Task brief: Copy down all of the data underneath, exactly as shown.

##### Data for analysis

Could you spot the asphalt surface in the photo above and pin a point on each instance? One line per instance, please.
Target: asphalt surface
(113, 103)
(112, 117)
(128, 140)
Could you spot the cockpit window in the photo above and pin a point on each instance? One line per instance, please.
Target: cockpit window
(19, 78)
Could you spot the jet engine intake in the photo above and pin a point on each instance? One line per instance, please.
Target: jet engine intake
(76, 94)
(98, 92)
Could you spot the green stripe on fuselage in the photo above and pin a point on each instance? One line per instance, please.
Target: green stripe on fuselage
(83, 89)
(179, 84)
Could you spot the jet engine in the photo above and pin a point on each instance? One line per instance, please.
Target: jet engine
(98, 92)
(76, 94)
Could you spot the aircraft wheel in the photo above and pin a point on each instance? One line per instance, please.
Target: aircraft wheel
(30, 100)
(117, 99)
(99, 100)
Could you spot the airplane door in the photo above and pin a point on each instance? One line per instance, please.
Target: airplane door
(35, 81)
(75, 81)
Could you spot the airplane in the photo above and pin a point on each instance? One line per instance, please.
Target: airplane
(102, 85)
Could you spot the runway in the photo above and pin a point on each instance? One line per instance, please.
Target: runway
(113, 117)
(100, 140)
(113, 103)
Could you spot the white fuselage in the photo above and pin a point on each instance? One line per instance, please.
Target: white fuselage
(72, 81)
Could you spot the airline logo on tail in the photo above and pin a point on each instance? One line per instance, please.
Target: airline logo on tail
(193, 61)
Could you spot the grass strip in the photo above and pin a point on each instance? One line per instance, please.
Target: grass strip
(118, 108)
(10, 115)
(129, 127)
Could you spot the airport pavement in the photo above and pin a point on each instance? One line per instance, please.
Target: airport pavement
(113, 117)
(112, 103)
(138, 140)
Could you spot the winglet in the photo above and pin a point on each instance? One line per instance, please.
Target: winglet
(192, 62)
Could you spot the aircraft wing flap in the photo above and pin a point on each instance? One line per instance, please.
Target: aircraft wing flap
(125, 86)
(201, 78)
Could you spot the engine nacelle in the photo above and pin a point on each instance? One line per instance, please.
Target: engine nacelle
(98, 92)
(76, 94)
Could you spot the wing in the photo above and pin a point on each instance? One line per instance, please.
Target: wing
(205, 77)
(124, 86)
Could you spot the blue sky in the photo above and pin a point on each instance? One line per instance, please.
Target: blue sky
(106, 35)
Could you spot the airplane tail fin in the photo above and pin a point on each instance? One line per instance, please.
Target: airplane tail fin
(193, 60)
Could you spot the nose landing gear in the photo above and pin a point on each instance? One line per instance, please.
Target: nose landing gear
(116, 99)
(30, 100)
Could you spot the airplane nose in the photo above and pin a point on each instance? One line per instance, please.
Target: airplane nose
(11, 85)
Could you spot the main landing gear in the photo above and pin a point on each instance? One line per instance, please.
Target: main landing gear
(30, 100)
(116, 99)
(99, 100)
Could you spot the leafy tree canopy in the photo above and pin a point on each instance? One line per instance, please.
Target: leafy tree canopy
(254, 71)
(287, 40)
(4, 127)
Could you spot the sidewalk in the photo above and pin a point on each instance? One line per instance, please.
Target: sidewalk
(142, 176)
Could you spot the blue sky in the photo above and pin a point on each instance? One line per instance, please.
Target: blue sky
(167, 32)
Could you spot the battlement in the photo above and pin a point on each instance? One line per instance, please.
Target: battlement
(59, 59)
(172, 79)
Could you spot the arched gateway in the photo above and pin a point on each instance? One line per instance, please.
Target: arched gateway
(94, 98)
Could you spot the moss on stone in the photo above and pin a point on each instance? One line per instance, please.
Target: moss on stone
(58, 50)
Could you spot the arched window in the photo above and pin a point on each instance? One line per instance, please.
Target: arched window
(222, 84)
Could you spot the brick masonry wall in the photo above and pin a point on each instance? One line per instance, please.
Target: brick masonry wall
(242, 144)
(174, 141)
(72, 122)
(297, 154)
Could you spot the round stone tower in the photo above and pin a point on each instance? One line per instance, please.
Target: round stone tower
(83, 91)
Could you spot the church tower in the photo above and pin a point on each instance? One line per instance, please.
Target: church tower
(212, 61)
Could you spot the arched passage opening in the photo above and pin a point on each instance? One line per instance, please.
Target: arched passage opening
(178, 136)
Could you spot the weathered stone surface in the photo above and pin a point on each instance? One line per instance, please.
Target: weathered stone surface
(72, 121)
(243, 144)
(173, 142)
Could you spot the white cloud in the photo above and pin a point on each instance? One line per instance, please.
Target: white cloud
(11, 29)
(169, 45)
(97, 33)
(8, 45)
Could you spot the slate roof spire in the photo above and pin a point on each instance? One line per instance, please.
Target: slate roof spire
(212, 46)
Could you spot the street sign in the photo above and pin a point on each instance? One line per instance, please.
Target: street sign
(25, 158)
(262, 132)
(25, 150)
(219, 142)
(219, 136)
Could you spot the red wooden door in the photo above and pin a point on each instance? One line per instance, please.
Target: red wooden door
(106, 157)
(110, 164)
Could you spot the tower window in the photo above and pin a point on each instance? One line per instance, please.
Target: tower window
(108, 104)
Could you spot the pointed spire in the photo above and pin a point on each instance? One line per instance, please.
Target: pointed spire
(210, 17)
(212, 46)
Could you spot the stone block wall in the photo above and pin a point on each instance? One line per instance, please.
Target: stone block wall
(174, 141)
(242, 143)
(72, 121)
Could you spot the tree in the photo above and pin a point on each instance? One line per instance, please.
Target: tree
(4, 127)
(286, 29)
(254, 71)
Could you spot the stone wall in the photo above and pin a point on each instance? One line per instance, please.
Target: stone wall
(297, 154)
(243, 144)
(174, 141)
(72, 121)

##########

Exercise response:
Could you spot the asphalt surface in the photo above and pin a point on each instance? One line per instance, please.
Target: asphalt surface
(113, 103)
(112, 117)
(128, 140)
Could you spot the cockpit window in the photo above and pin a point on each instance? One line per instance, please.
Target: cockpit window
(19, 78)
Could you spot the jet engine intake in the photo above and pin a point on each instance? One line per instance, please.
Target: jet engine intake
(76, 94)
(98, 92)
Could you spot the green stripe on fuselage in the photo above and pin a point on each instance? One line per instance, please.
Target: green stripe on fuselage
(83, 89)
(179, 84)
Could you spot the jet engine in the photo above and pin a point on each instance? One line per instance, please.
Target: jet engine
(98, 92)
(76, 94)
Could you spot the aircraft wheel in the photo above and pin a point on each instance? One line per instance, please.
Target: aircraft wheel
(30, 100)
(117, 99)
(99, 100)
Could you spot the airplane door in the photo above and pin a point on each instance? One line per instance, please.
Target: airplane door
(35, 81)
(75, 81)
Could you spot the airplane in the photo above and pin a point on each instance? One line per instance, please.
Target: airplane
(102, 85)
Could you spot the runway in the photo above and pin a point on each instance? One line per instance, please.
Target: runway
(113, 117)
(100, 140)
(113, 103)
Could you spot the white fuselage in the photo above and pin a point on each instance? One line per instance, please.
Target: white fuselage
(72, 81)
Could you spot the airline logo on tail in the photo above and pin a point on each instance? One line per instance, please.
Target: airline logo on tail
(193, 61)
Could you spot the grass strip in the photo above and pin a point on each instance? One line per instance, please.
Target: grass strip
(118, 108)
(10, 115)
(129, 127)
Could you spot the airport pavement in the photo above and pin a point on each instance? One line per instance, please.
Target: airport pavement
(113, 117)
(112, 103)
(138, 140)
Could you spot the winglet in the photo above and pin a point on each instance? One line per instance, please.
Target: winglet
(192, 62)
Could you spot the aircraft wing flap in the photo above and pin a point on each instance? One line per instance, please.
Target: aircraft wing flap
(125, 86)
(201, 78)
Could you spot the engine nacelle in the photo above and pin a point on each instance? One line per instance, please.
Target: engine nacelle
(98, 92)
(76, 94)
Could you spot the wing in the photo above and pin a point on each instance? One line per instance, please.
Target: wing
(205, 77)
(124, 86)
Could you spot the blue sky in the photo above and pin a point on each instance? One line per instance, please.
Target: blue sky
(106, 35)
Could you spot the airplane tail fin in the photo above and pin a point on each instance? One line per instance, please.
Target: airplane tail fin
(193, 60)
Could you spot the nose landing gear in the photo above and pin a point on each instance? One line per instance, please.
Target: nose landing gear
(116, 99)
(30, 100)
Could you spot the airplane nose in the photo above and pin a point on each instance? One line per instance, please.
Target: airplane nose
(11, 85)
Could you spot the main landing gear in the photo above and pin a point on each instance? One line per instance, please.
Target: main landing gear
(30, 100)
(116, 99)
(99, 100)
Could you spot the leafy tree canopy in the photo above and pin a point on each instance? One line per instance, please.
Target: leafy tree canopy
(254, 71)
(287, 40)
(4, 127)
Could you spot the sidewalk in the photo above and pin a point on each instance? One line per instance, please.
Target: sidewalk
(142, 176)
Could you spot the blue sky in the photo above and pin a point on each instance? One line per instance, please.
Target: blue sky
(167, 32)
Could you spot the battlement in the photo above and pin a point on each instance? One line per instance, please.
Target: battlement
(59, 59)
(172, 79)
Could you spot the arched gateway in the photo above and pin a point on each instance? One line per instance, please.
Target: arched gateway
(94, 98)
Could you spot the moss on stone in the photo above and pin a point on each instance? One line per instance, please.
Target: moss on stone
(58, 50)
Could you spot the arched window in the photo above and pin a point on each instance? One line per instance, please.
Target: arched window
(222, 84)
Could you spot the brick masonry wall in the photo above and pin a point on each instance? One line per instance, please.
Target: brick masonry wall
(242, 144)
(174, 141)
(72, 122)
(297, 154)
Could you spot the round stone tower in the photo above and pin a point on each instance? One line per instance, please.
Target: round stone tower
(83, 91)
Could you spot the church tower in the photo above and pin a point on each instance? One line per instance, please.
Target: church tower
(212, 61)
Could you spot the arched passage opening in the photo above and pin a point on each instance? One line per instance, please.
Target: arched passage opening
(178, 136)
Could you spot the weathered stone surface in the photo above and pin a point on each instance? One line per instance, please.
Target: weathered stone surface
(72, 121)
(243, 144)
(173, 142)
Could you spot the white cloud in the photo above and pin a point on each instance? One line per instance, please.
Target: white cloud
(11, 29)
(169, 45)
(97, 33)
(8, 45)
Could you spot the slate roof spire in the photo above and pin a point on each instance? One line per instance, please.
Target: slate roof spire
(212, 46)
Could you spot the street sign in the photo above and pin a point on each instance? One line per instance, please.
Target: street sign
(25, 158)
(262, 132)
(25, 150)
(219, 142)
(219, 136)
Could you spot the red wooden door in the photo above and pin a point on each instance? One line per instance, please.
Target: red wooden door
(106, 157)
(110, 164)
Could you spot the tower window in the photo above and pin a point on each instance? One line per instance, please.
Target: tower window
(108, 104)
Could you spot the pointed spire in the photo above and pin a point on each instance? One line per instance, please.
Target: pointed spire
(210, 17)
(212, 46)
Could you spot the stone block wall in the photo above and pin a point on each instance? One line per instance, please.
Target: stone block wall
(174, 141)
(242, 143)
(72, 121)
Could you spot the tree in the photo above and pin a point on each instance? One line per instance, please.
Target: tree
(4, 127)
(286, 29)
(254, 71)
Could you spot the stone wall in the photo above and pin a point on each instance? One line per instance, please.
Target: stone wall
(297, 154)
(243, 144)
(174, 141)
(72, 121)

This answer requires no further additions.